▶ Görev tanımı
Sayfa metninin "Şair Onur Behramoğlu" sözlerinin geçtiği yerden başlayıp "hayata, şiire, aşka." sözlerinden sonra biten bölümünü, "dünyada" ifadesini "evrende" ile değiştirerek yeniden yazın.

▶ Sayfa metni
+ + + +
Şair Onur Behramoğlu bu haftadan itibaren ‘Zapatista’ yazılarıyla ŞALOM’da.
Ölü bir dil diriltilebilir mi? 1948’e kadar öyleydi İbranice. Dirilmiştir. Bir dili yaşatanlar, herkesten önce şairlerdir. İnsanların “seni seviyorum” düzyazısıyla yetindiği bir dünyada, “ve yalnızlık, seninle hiç birlikte bulunmadığımız / bir yerde bulunmaktır” diyen Yehuda Amihay (1924-2000), aşkın İbranicesi ‘ahava’ sözcüğüne can katmaktadır dizeleriyle. “Bir insanın kendinden vermesi” anlamını da yüklenen ‘ahava’, onun asıl adıdır. Tüm gerçek şairler gibi o da aldığı her nefesin karşılığında, varlığının tüm zerreleriyle adanmıştır hayata, şiire, aşka.
Modern İsrail şiirinin bu en büyük ismi, Almanya’da doğar, ailesiyle birlikte 1936’da Filistin’e göç edip Kudüs’e yerleşir. İkinci Dünya Savaşı’nda İngiliz ordusu Yahudi tugayında, Arap-İsrail savaşlarında İsrail ordusunda savaşan Amihay, kutsal metinler ve İbrani edebiyatı eğitimi görür, yaşamını öğretmenlik yaparak kazanır. Ted Hughes, onu, “Kitaplarını en sık elime aldığım, yolculuklarda en sık bavuluma koyduğum ve doğal, gerçek ve doyurucu bir şey yazmanın imkânsız göründüğü anlarda en sık yeniden okuduğum şair” sözleriyle selamlar. Bense, Roni Margulies-Hulusi Özoklav çevirisi seçme şiirlerini yıllar önce bir kitapçının unutulmuş bir köşesinde bulmuş, elimde hazine tuttuğumu ilk şiirle anlamış, kutsal kitaplarım arasında saydığım bu kitabın şairiyle yıllar boyu konuşup dertleşmişimdir.
+ + + +
▶ Veri bloğu
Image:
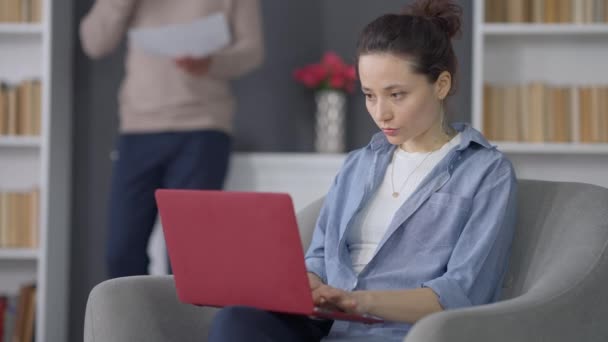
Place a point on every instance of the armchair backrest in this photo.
(561, 236)
(560, 239)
+ + + +
▶ Nihai sonuç
Şair Onur Behramoğlu bu haftadan itibaren ‘Zapatista’ yazılarıyla ŞALOM’da.
Ölü bir dil diriltilebilir mi? 1948’e kadar öyleydi İbranice. Dirilmiştir. Bir dili yaşatanlar, herkesten önce şairlerdir. İnsanların “seni seviyorum” düzyazısıyla yetindiği bir evrende, “ve yalnızlık, seninle hiç birlikte bulunmadığımız / bir yerde bulunmaktır” diyen Yehuda Amihay (1924-2000), aşkın İbranicesi ‘ahava’ sözcüğüne can katmaktadır dizeleriyle. “Bir insanın kendinden vermesi” anlamını da yüklenen ‘ahava’, onun asıl adıdır. Tüm gerçek şairler gibi o da aldığı her nefesin karşılığında, varlığının tüm zerreleriyle adanmıştır hayata, şiire, aşka.